Records from a point labeling set:
********
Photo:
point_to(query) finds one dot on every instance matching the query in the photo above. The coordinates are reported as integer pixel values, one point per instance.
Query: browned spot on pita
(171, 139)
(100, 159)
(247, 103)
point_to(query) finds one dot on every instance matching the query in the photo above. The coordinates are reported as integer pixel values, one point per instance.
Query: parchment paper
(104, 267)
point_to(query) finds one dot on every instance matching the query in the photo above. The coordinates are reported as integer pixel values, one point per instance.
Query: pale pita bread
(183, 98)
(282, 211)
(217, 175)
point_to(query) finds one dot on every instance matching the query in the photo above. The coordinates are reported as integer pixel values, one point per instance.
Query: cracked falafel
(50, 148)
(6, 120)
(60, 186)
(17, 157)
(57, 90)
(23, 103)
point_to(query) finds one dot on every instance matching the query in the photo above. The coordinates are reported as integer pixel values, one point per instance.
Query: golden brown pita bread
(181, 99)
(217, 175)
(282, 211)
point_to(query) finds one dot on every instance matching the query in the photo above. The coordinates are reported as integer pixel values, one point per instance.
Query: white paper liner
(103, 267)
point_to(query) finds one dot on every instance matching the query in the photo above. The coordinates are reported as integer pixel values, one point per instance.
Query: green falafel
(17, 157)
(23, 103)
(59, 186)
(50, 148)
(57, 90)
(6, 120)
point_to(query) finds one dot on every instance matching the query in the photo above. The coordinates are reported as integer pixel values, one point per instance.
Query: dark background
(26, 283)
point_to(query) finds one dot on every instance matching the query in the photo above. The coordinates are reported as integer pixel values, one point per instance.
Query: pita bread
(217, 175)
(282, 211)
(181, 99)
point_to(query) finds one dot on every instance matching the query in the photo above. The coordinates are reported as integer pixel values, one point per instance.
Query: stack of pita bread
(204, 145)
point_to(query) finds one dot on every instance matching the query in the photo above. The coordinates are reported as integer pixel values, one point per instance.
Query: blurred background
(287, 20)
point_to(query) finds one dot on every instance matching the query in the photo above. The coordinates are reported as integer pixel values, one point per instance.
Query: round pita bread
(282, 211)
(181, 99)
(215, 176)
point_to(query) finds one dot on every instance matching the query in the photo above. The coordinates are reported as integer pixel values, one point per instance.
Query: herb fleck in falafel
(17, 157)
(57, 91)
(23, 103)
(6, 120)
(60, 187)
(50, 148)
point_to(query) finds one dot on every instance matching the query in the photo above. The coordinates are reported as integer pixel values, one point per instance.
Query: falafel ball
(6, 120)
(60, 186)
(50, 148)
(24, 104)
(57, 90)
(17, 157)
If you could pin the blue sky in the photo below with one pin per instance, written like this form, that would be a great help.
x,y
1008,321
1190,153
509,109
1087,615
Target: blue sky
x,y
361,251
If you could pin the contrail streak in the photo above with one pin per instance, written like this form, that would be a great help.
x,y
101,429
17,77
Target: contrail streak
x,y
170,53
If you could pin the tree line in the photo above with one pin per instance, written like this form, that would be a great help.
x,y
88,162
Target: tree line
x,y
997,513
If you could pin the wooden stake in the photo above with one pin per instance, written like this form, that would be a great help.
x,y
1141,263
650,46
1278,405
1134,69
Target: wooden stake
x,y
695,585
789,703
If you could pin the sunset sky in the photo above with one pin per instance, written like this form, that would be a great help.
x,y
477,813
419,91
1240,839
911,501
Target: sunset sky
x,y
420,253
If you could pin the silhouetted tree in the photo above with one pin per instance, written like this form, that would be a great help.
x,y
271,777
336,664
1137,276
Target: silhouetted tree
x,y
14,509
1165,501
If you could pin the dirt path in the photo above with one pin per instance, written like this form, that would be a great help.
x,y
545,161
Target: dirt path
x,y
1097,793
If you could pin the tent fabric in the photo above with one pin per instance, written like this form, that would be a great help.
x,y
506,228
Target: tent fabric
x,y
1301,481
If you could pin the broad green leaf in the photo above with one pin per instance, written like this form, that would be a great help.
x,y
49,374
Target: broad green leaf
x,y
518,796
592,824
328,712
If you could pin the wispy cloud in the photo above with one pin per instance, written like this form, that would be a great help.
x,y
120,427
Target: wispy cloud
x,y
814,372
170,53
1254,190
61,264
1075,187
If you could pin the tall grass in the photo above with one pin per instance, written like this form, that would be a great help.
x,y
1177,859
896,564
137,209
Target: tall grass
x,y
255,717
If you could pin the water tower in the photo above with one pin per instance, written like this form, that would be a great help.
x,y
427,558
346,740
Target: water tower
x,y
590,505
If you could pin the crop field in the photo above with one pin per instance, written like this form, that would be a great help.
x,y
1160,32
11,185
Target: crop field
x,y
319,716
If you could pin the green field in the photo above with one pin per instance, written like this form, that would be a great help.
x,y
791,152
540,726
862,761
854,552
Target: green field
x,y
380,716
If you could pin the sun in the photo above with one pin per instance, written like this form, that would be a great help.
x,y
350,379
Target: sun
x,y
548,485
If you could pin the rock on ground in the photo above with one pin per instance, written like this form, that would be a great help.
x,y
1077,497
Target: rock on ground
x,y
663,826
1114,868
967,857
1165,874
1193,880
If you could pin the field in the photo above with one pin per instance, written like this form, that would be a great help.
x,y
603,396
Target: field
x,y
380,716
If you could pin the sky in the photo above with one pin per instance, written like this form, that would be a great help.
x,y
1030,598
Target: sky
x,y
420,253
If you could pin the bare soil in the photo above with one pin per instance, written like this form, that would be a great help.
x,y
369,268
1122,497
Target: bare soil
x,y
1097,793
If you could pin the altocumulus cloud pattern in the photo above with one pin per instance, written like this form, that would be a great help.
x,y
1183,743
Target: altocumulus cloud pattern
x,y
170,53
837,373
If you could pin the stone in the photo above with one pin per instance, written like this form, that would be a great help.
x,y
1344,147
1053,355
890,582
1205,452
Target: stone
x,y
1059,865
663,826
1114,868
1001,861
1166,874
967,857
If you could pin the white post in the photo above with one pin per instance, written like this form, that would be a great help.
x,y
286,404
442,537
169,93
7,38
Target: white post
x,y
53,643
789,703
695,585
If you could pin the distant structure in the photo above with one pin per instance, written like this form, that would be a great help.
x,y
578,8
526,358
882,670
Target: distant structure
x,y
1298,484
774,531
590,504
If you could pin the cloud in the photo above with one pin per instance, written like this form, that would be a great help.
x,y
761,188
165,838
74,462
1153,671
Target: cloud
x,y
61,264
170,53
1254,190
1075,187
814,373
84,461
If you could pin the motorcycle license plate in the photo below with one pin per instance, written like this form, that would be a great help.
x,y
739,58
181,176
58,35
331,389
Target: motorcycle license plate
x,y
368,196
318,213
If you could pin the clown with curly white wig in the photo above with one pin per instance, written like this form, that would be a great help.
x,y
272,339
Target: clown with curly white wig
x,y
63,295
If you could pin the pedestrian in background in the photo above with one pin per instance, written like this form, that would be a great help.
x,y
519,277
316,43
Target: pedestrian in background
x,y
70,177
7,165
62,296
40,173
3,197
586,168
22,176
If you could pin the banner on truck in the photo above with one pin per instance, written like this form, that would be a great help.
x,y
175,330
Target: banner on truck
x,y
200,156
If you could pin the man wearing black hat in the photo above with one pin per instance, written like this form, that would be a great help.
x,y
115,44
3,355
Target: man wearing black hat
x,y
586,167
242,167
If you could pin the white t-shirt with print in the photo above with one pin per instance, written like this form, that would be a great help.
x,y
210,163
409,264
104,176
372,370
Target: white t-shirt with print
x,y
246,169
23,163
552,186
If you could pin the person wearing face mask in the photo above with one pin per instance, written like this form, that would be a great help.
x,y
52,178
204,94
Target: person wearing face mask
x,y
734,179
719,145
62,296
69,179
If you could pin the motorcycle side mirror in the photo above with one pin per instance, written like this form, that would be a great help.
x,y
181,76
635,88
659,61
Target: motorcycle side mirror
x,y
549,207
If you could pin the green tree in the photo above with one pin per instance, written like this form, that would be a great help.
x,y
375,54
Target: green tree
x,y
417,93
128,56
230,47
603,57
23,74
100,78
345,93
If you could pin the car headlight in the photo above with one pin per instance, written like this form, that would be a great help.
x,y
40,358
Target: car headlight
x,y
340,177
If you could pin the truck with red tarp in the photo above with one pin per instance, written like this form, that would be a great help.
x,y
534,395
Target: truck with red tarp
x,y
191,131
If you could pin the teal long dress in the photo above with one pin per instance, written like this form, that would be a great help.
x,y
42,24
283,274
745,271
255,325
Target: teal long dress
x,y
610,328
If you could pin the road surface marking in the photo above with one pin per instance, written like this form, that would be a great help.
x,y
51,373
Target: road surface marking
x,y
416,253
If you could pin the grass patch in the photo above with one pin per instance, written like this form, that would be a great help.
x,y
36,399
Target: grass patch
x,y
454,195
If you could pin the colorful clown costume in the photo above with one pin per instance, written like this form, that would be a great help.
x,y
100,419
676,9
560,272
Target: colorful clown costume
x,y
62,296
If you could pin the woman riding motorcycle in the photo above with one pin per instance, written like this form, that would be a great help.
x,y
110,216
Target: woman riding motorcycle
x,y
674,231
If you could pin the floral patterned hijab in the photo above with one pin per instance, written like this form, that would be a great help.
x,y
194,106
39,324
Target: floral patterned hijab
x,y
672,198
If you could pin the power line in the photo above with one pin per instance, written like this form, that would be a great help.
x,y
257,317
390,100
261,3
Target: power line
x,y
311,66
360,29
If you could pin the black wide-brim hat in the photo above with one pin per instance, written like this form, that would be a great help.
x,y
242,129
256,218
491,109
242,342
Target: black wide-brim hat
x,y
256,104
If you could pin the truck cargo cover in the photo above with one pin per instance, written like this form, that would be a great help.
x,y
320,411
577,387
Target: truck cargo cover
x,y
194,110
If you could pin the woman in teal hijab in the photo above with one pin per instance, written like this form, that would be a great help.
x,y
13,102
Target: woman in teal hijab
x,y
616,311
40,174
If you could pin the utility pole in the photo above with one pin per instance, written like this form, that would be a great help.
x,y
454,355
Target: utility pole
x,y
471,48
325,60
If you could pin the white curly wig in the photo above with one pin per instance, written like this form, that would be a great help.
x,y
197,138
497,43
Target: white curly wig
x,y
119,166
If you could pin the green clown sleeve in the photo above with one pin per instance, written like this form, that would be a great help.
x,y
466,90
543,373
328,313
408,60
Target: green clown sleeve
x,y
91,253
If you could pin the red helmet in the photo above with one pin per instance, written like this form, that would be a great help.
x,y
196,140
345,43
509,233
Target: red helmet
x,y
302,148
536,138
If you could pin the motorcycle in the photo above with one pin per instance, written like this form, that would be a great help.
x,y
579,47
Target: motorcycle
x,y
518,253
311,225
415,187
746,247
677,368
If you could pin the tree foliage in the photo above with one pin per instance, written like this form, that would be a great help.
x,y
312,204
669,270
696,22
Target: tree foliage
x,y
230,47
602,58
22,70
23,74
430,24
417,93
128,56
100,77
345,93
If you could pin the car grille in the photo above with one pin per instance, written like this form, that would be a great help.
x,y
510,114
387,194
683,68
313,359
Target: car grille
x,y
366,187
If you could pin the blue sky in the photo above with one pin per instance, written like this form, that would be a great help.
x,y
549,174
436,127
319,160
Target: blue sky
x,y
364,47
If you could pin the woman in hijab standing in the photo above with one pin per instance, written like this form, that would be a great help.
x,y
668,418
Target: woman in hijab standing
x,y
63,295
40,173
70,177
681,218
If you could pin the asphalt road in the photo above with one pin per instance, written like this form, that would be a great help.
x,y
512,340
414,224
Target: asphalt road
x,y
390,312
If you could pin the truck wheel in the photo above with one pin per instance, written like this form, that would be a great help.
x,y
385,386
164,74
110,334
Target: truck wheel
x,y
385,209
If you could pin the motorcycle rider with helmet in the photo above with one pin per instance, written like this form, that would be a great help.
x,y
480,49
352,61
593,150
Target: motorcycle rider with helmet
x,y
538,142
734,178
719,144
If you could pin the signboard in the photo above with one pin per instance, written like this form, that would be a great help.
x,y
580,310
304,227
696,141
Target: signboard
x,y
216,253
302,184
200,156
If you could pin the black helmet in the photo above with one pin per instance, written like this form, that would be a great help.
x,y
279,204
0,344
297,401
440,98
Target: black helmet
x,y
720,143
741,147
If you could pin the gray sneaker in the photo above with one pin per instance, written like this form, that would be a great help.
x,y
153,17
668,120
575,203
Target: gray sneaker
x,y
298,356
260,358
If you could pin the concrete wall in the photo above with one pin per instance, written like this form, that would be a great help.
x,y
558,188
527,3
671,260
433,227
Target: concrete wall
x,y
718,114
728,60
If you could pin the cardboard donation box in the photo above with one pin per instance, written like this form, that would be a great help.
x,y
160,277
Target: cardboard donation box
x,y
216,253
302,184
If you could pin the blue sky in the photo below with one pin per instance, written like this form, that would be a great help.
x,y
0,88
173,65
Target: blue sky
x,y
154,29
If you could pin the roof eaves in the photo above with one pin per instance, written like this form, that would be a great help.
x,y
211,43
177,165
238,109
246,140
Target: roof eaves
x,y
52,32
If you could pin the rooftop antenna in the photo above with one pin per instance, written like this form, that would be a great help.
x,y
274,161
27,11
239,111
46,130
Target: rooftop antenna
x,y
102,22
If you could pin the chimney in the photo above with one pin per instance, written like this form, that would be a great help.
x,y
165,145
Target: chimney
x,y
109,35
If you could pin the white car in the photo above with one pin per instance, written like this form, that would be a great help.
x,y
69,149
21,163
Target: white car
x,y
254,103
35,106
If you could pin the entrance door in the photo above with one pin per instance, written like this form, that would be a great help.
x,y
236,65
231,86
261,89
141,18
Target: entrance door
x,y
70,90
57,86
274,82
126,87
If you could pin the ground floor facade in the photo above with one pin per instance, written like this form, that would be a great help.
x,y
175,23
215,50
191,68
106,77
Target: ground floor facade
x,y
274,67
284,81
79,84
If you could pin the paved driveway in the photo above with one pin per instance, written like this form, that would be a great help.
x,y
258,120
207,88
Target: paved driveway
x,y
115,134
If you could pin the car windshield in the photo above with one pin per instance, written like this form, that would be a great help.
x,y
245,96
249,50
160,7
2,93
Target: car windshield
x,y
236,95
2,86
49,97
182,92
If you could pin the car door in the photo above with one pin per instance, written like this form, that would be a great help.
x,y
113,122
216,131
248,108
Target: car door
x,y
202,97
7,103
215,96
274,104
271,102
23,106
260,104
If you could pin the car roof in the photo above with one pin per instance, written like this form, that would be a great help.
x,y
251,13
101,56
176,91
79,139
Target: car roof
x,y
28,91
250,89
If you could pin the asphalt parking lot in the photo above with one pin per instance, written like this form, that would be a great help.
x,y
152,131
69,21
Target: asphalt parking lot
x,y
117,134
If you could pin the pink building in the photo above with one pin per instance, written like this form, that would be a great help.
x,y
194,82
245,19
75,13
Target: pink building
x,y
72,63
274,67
********
Required work: Please copy out everything from the line containing "If you could pin the asphalt parking" down to the end of the material, renaming "pink building" as "rose-colored building" and changing nothing else.

Answer for the task:
If you could pin the asphalt parking lot in the photo above with one pin per instance, written like this form, that would be a great help.
x,y
152,131
69,21
Target: asphalt parking lot
x,y
117,134
If you could pin the rose-colored building in the photo above with one pin per instance, written like this form, that would be a great help.
x,y
194,82
245,19
75,13
Target: rose-colored building
x,y
72,63
274,67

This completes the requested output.